■ Activity: Search the records below for the word "goes". Copy each line where it occurs.
◇ ◇ ◇
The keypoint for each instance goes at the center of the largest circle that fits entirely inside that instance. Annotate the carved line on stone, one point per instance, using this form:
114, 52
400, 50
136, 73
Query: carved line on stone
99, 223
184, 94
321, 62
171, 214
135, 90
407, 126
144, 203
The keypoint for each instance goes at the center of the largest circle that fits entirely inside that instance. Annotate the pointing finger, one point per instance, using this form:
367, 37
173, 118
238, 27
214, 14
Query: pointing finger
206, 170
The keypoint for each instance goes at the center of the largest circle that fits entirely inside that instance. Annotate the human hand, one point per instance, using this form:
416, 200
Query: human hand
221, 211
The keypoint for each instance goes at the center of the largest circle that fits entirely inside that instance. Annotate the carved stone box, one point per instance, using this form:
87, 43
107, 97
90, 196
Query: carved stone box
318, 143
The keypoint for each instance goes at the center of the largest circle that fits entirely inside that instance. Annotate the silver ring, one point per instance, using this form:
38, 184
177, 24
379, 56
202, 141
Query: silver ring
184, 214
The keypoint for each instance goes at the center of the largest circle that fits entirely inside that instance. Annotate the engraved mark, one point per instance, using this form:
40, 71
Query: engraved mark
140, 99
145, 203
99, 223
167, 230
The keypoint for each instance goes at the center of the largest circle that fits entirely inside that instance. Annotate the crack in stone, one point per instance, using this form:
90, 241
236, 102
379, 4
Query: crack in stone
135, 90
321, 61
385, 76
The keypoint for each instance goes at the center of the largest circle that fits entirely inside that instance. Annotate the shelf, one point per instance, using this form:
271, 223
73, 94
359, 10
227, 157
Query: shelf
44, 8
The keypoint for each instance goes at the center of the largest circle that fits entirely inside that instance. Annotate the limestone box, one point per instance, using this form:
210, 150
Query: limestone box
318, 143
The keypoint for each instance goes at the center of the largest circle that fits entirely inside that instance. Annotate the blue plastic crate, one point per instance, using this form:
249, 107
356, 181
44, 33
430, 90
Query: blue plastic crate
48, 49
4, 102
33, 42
◇ ◇ ◇
■ Exercise answer:
The keypoint for each instance goes at the center of the largest circle that fits entirely inside that instance. Annotate the carved line on stone, one point per instance, using this form:
The keypoint for each instance goes at the center of the largest circle that fits entirely inside that instance. Annotate the pointing finger, one point per instance, using this form:
The keypoint for each instance goes at the center of the largest circle that fits entirely inside that instance. Annotate the human hand, one point per instance, using this form:
The keypoint for each instance goes at the center of the largest circle that fits entirely inside that instance. Annotate the carved stone box, one point per instance, using this form:
The keypoint for each instance goes at the center of the largest circle that fits entirely inside that instance. Annotate the silver ring, one point per instance, using this form:
The keypoint for each instance goes at the center of the largest circle that fits entirely inside that instance. Annotate the engraved mark, one point per instance, using this form:
The keypoint for each instance goes at the center of the largest circle that fits entirely inside that instance. Annotate the crack in stone, one point per instance, using this form:
The keypoint for each instance goes at the center of the largest circle that fits entirely inside that instance. Annotate the shelf, one point per instance, using this form:
The keypoint for each instance goes at the center of the largest circle that fits entirely inside that instance. Annotate the limestone box, one point per instance, using this form:
The keypoint for each instance goes at the center of the largest circle that fits entirely inside that instance. Annotate the blue plastic crate, one point per instance, using this form:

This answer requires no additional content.